読解文
====

先進国でも最低の教育予算で本当に少子化を食い止めることができるだろうか?
文部科学省の2016年度調査で、少子化などで規模に課題を持つ公立小中学校を抱える自治体のうち、42%が統廃合の検討予定がないことが分かった。統廃合しても校舎を新増築すれば、平均で20億円前後、既存施設を使う場合でも600万円弱かかる。さらに通学範囲の拡大に伴い、バスの新規購入に平均約1800万円がかかるからだ。もちろん費用面だけで無く地元住民の統廃合反対の声が大きいことも作用している。
直接、関係ない住民や外部の者には、自分たちの利益を優先し合理化を反対しているけしからん地区住民と映るかもしれない。これはゴミ焼却場建設、もっと大きく言えば米軍基地問題などと同様に自治体公益という便利な言葉で進めるか?それとも地区民益で考えるか直接利害者と関係ない者との考え方の差異に似ている。
◇廃校活用を考える
今、全国で学校の統廃合が進んでおり、統廃合は大都市部でも多く、過疎山村のみ課題では無くなってきている。

====

元データ
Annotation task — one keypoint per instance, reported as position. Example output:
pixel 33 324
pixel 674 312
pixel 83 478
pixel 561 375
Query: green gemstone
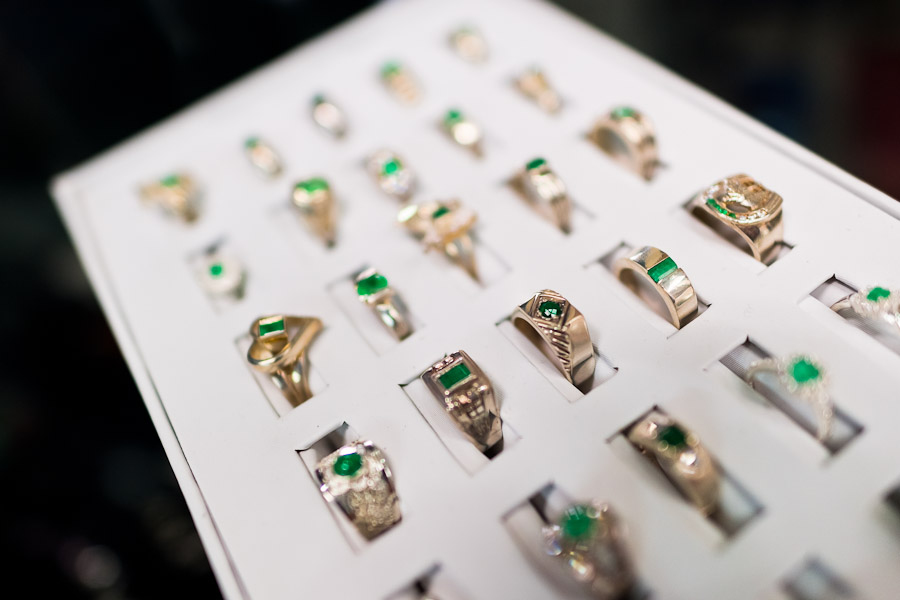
pixel 673 435
pixel 576 523
pixel 878 293
pixel 661 269
pixel 266 328
pixel 535 163
pixel 622 112
pixel 549 309
pixel 454 376
pixel 348 465
pixel 313 185
pixel 803 371
pixel 371 284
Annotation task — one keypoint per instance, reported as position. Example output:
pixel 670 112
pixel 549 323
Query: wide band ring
pixel 468 397
pixel 358 478
pixel 588 546
pixel 372 289
pixel 279 349
pixel 652 265
pixel 681 456
pixel 627 136
pixel 564 331
pixel 748 209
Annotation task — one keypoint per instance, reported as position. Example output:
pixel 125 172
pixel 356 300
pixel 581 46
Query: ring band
pixel 805 379
pixel 748 209
pixel 627 136
pixel 670 282
pixel 279 349
pixel 681 456
pixel 358 478
pixel 373 289
pixel 564 331
pixel 468 397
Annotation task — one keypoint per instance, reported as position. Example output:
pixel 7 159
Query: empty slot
pixel 532 346
pixel 815 581
pixel 631 285
pixel 843 427
pixel 736 506
pixel 365 317
pixel 270 390
pixel 432 410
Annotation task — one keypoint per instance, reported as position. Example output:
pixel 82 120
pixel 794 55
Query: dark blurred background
pixel 91 508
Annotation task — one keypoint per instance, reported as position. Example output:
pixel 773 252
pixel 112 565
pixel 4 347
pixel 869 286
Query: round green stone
pixel 348 465
pixel 577 523
pixel 803 371
pixel 549 309
pixel 371 284
pixel 877 294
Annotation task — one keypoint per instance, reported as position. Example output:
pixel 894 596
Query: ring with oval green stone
pixel 279 348
pixel 626 135
pixel 651 267
pixel 746 208
pixel 563 334
pixel 681 456
pixel 468 397
pixel 588 547
pixel 372 289
pixel 877 306
pixel 805 379
pixel 358 478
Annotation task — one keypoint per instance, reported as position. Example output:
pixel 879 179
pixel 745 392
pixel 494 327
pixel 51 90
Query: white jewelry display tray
pixel 264 523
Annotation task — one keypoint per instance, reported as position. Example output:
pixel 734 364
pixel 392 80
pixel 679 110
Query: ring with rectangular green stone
pixel 682 458
pixel 653 268
pixel 468 397
pixel 372 289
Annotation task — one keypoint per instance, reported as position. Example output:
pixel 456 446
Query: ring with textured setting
pixel 279 348
pixel 682 458
pixel 443 226
pixel 588 545
pixel 177 195
pixel 627 136
pixel 358 478
pixel 748 209
pixel 468 397
pixel 547 192
pixel 372 289
pixel 314 200
pixel 563 331
pixel 652 265
pixel 804 378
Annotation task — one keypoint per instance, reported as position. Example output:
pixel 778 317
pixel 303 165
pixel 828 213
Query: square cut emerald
pixel 661 269
pixel 453 376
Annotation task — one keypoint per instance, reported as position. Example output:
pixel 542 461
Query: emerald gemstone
pixel 535 163
pixel 313 185
pixel 267 327
pixel 576 523
pixel 454 376
pixel 803 371
pixel 371 284
pixel 391 166
pixel 673 435
pixel 549 309
pixel 348 465
pixel 878 293
pixel 622 112
pixel 661 269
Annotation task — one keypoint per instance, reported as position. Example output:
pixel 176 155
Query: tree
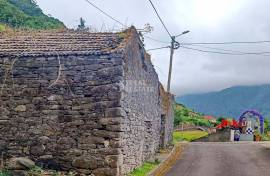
pixel 81 26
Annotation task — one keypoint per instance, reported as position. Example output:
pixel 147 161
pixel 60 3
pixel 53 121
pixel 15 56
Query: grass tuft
pixel 144 169
pixel 5 173
pixel 188 135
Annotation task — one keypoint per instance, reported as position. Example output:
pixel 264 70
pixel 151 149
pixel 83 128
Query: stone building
pixel 89 102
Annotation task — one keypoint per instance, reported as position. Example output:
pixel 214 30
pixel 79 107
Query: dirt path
pixel 223 159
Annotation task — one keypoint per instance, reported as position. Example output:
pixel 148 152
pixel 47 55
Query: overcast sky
pixel 208 21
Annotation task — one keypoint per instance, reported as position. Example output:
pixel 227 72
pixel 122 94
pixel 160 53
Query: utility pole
pixel 170 66
pixel 174 45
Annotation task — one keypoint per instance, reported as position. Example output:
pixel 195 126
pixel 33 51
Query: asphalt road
pixel 223 159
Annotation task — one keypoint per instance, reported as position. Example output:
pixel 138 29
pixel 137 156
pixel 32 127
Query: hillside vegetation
pixel 231 102
pixel 25 14
pixel 187 116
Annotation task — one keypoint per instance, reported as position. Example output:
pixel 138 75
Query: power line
pixel 220 49
pixel 226 53
pixel 156 40
pixel 158 48
pixel 226 43
pixel 102 11
pixel 160 19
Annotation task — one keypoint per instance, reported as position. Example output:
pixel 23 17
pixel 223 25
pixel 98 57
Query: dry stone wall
pixel 63 116
pixel 100 115
pixel 142 103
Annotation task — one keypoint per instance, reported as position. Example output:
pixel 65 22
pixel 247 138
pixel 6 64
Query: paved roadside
pixel 223 159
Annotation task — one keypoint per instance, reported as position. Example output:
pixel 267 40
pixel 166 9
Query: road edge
pixel 174 155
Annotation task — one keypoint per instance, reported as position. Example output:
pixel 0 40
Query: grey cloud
pixel 193 72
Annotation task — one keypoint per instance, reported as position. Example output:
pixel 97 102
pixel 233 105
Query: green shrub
pixel 5 173
pixel 144 169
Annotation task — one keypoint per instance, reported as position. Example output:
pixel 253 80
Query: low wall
pixel 219 136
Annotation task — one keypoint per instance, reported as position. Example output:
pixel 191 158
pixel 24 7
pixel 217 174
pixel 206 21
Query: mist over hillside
pixel 230 102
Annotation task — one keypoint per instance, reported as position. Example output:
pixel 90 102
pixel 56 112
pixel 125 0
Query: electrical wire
pixel 156 40
pixel 220 49
pixel 160 19
pixel 226 53
pixel 158 48
pixel 226 43
pixel 102 11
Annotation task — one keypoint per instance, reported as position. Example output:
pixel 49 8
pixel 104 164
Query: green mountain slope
pixel 187 116
pixel 26 14
pixel 230 102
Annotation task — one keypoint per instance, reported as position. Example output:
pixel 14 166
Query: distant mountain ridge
pixel 26 14
pixel 230 102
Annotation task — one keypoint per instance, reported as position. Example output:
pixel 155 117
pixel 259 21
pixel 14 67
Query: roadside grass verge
pixel 188 135
pixel 5 173
pixel 146 168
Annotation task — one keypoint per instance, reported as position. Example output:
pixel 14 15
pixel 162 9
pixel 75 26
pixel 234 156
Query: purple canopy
pixel 255 114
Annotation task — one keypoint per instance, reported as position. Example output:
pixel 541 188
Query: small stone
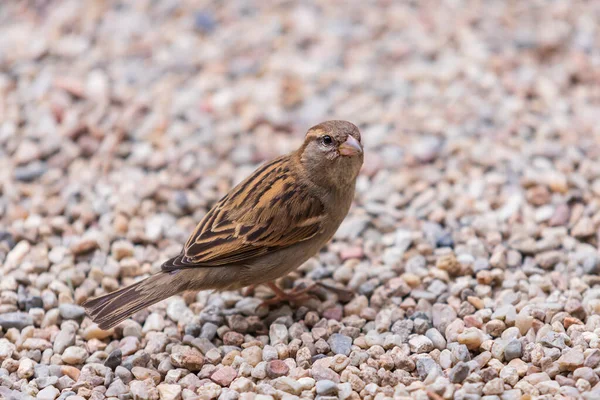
pixel 287 385
pixel 141 374
pixel 154 322
pixel 494 387
pixel 169 392
pixel 224 376
pixel 512 350
pixel 472 338
pixel 278 333
pixel 26 368
pixel 16 320
pixel 459 372
pixel 74 355
pixel 143 390
pixel 121 249
pixel 48 393
pixel 64 339
pixel 438 340
pixel 277 368
pixel 71 311
pixel 571 360
pixel 340 344
pixel 114 359
pixel 187 358
pixel 420 344
pixel 326 388
pixel 583 228
pixel 94 332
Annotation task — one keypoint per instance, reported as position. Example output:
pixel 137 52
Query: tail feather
pixel 112 308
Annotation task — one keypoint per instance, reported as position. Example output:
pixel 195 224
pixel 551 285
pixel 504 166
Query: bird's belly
pixel 282 262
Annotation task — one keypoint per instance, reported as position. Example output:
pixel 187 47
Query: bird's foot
pixel 294 296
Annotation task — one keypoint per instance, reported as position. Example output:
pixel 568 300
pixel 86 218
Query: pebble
pixel 17 320
pixel 470 251
pixel 224 376
pixel 74 355
pixel 340 344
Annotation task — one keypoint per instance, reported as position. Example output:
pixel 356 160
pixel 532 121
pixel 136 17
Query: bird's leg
pixel 295 295
pixel 248 290
pixel 343 294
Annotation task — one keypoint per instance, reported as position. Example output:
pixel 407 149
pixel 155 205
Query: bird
pixel 265 227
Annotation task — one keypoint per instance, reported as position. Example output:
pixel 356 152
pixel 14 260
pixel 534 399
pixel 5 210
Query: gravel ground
pixel 472 247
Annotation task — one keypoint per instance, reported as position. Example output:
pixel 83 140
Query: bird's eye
pixel 327 140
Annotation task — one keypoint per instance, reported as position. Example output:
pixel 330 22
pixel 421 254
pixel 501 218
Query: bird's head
pixel 332 153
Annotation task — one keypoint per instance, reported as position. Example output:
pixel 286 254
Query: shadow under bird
pixel 265 227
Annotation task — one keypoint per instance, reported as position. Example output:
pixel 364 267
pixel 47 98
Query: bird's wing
pixel 268 211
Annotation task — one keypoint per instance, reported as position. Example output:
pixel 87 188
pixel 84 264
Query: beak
pixel 350 147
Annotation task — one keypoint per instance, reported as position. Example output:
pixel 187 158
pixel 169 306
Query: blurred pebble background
pixel 472 246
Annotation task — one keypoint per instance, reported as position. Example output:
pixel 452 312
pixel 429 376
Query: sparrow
pixel 265 227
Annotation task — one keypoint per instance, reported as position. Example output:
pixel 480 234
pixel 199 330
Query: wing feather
pixel 268 211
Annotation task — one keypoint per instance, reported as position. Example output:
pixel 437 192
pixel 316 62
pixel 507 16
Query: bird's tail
pixel 112 308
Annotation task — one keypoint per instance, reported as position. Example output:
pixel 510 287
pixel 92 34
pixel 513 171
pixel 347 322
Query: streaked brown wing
pixel 270 210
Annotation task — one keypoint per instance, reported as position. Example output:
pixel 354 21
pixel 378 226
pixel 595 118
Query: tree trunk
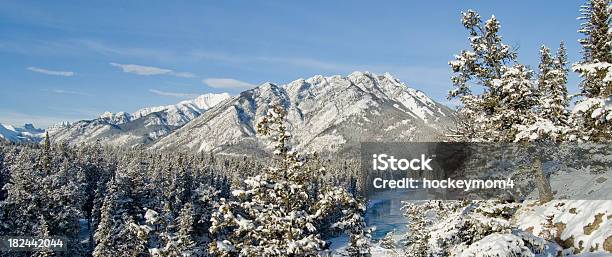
pixel 542 182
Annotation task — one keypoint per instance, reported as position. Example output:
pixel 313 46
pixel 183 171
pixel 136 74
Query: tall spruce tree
pixel 482 66
pixel 592 115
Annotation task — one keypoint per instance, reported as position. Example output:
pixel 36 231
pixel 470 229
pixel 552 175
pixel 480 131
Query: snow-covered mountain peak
pixel 332 113
pixel 140 127
pixel 206 101
pixel 27 133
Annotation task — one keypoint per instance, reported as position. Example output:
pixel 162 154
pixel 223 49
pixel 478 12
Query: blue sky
pixel 71 60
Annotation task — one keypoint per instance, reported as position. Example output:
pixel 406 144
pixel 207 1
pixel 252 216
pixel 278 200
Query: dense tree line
pixel 121 202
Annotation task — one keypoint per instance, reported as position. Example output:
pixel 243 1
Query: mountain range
pixel 324 114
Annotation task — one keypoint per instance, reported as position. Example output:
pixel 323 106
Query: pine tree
pixel 272 213
pixel 592 116
pixel 481 66
pixel 388 242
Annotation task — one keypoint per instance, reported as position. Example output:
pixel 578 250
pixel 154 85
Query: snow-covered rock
pixel 27 133
pixel 134 129
pixel 324 114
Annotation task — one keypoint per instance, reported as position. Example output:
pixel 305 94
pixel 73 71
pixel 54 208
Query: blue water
pixel 384 211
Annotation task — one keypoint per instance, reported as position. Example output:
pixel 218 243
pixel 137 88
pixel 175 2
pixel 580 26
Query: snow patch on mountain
pixel 135 129
pixel 27 133
pixel 332 114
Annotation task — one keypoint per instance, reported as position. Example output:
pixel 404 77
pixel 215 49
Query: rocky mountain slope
pixel 27 133
pixel 325 114
pixel 134 129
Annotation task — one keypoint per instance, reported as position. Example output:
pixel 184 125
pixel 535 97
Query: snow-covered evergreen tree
pixel 592 115
pixel 274 214
pixel 388 241
pixel 482 66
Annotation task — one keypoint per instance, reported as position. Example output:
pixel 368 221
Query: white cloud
pixel 51 72
pixel 66 92
pixel 173 94
pixel 150 70
pixel 227 83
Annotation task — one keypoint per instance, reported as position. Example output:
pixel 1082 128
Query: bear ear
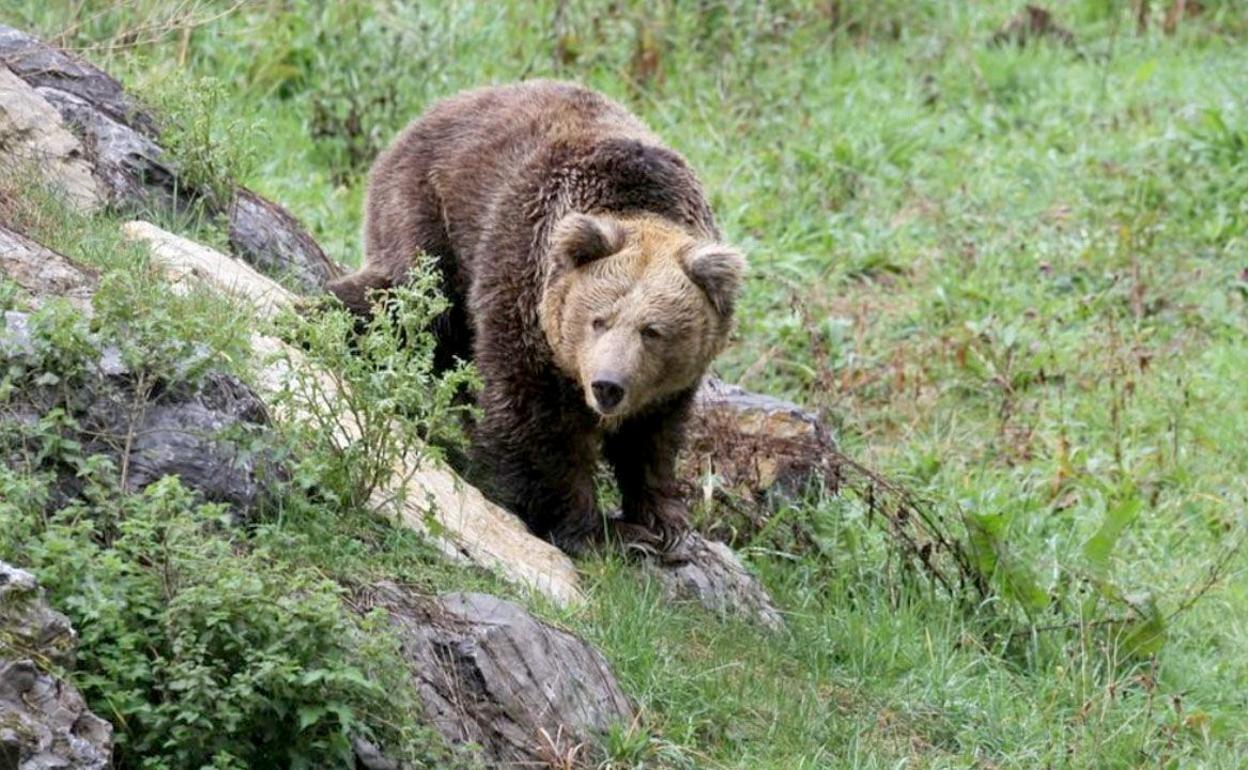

====

演習のねらい
学校統廃合の文章を読んで、次の問いに答えてください。
1. 2016年度調査で、統廃合の検討予定がないとされた自治体の割合は何%か。
2. 通学範囲の拡大に伴うバスの新規購入には、平均でいくらかかるか。
3. 統廃合が多いのは、過疎山村のほかにどこか。
答えは学校統廃合の文章だけを根拠にする。

結果
1. 42%
2. 平均約1800万円
3. 大都市部